What the task requires -> Locate each line in the material below that contains the word "person", and copy those lines.

[START OF Input data]

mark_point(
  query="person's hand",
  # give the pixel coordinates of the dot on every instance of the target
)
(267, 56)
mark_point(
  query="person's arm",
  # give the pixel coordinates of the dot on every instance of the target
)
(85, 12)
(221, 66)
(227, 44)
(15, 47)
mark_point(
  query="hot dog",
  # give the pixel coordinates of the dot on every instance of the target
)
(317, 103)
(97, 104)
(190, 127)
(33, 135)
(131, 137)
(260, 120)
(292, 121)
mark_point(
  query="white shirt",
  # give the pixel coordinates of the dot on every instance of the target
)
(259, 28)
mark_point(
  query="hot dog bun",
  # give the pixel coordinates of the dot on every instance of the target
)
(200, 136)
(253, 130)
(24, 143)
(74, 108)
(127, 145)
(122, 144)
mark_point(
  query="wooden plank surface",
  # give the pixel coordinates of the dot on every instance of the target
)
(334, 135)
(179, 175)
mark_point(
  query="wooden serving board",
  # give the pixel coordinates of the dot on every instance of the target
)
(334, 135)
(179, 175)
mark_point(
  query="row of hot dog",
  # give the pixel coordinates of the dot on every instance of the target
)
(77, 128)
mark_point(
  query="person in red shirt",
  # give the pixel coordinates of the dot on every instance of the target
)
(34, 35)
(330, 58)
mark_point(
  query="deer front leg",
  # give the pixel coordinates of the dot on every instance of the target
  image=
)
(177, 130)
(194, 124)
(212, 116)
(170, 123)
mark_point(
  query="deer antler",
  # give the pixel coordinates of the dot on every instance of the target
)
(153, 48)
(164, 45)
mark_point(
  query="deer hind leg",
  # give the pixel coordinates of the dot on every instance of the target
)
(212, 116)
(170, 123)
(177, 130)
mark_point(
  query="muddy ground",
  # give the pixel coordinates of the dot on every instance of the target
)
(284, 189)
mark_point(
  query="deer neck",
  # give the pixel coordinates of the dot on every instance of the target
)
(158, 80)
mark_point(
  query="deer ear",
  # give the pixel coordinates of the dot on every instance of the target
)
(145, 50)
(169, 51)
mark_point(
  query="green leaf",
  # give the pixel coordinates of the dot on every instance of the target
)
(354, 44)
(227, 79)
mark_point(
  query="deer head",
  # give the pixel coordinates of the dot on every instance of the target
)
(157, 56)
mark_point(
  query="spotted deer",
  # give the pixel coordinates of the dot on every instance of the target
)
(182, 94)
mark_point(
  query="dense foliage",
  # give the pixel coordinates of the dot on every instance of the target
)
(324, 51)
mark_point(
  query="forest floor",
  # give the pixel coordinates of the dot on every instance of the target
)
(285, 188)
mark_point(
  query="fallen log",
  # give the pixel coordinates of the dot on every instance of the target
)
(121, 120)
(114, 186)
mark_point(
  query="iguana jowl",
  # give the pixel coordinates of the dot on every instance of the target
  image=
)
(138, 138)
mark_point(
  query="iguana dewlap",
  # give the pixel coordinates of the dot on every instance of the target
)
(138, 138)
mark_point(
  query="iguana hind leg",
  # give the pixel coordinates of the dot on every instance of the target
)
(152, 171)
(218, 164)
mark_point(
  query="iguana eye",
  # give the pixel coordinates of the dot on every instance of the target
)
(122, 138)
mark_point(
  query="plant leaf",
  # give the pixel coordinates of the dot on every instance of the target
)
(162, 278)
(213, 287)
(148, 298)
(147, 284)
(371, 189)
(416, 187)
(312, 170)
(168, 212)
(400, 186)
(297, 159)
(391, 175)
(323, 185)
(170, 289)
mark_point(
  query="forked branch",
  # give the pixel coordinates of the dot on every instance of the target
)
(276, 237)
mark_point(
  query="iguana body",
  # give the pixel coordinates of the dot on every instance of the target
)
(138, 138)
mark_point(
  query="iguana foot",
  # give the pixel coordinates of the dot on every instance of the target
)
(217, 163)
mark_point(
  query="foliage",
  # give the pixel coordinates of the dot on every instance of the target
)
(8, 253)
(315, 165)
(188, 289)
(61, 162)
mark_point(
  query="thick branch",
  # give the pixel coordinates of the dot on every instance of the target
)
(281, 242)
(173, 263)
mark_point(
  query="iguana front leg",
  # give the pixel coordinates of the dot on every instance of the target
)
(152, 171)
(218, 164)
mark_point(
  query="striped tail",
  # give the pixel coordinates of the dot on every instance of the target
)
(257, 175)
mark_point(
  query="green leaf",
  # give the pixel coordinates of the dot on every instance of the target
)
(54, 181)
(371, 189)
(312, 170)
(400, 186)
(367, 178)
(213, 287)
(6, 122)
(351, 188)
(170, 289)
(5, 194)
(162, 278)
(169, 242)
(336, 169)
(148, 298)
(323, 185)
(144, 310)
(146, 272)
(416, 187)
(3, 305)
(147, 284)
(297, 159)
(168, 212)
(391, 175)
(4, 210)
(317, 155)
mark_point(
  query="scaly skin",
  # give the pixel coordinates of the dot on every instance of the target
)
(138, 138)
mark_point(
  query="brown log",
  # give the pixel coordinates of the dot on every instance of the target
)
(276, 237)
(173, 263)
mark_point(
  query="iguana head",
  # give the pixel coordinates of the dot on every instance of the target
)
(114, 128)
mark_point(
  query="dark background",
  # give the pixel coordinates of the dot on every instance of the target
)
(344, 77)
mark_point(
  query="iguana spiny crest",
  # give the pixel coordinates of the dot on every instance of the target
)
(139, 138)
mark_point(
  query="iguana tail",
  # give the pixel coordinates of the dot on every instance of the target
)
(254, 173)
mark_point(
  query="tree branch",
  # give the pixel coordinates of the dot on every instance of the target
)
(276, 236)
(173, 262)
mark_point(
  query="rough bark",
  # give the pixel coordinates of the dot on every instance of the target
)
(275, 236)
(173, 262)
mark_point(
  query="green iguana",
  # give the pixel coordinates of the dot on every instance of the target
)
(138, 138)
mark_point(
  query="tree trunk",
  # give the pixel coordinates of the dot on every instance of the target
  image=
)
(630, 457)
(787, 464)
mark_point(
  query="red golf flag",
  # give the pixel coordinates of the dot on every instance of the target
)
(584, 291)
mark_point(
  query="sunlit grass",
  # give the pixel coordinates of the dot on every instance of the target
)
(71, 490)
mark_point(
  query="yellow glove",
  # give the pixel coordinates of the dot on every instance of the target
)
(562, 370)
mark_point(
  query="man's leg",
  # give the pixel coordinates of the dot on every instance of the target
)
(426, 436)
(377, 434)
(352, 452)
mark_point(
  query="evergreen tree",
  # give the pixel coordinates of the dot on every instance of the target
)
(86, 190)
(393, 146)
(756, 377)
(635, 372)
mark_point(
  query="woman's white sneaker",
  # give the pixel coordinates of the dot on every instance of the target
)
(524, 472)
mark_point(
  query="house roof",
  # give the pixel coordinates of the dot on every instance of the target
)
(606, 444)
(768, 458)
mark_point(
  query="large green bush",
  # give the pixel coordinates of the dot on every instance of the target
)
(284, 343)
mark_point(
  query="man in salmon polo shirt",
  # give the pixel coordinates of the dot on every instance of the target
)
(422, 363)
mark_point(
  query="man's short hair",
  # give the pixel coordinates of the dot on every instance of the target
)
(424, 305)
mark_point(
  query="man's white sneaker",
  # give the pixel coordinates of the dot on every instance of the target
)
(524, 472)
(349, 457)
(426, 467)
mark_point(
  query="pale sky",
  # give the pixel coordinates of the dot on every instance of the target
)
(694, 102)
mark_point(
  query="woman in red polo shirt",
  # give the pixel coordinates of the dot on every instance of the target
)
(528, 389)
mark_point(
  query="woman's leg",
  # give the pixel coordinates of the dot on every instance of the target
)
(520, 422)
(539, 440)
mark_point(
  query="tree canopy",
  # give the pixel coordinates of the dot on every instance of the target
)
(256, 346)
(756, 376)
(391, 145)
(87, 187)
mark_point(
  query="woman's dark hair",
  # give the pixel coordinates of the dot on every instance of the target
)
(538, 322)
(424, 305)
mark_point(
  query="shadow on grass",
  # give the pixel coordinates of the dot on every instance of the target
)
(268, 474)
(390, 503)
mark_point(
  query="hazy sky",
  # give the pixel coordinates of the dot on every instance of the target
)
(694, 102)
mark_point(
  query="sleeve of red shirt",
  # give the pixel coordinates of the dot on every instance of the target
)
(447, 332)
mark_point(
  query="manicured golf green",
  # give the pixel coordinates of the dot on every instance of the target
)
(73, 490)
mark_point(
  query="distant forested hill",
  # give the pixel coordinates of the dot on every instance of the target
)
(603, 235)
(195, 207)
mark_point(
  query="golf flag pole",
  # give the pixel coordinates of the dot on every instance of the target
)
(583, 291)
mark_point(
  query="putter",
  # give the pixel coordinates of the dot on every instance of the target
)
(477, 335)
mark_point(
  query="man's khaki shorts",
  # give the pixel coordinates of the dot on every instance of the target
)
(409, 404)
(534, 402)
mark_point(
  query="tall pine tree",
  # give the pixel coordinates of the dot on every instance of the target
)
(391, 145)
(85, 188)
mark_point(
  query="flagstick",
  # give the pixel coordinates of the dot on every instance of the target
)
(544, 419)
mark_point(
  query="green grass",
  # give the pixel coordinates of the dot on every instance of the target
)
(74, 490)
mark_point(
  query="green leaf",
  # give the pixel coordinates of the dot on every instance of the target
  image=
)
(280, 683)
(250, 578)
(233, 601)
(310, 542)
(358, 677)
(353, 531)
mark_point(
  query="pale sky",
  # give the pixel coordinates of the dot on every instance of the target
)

[END OF Input data]

Answer below ->
  query="person's hand",
  query="person's arm",
  query="person in red shirt",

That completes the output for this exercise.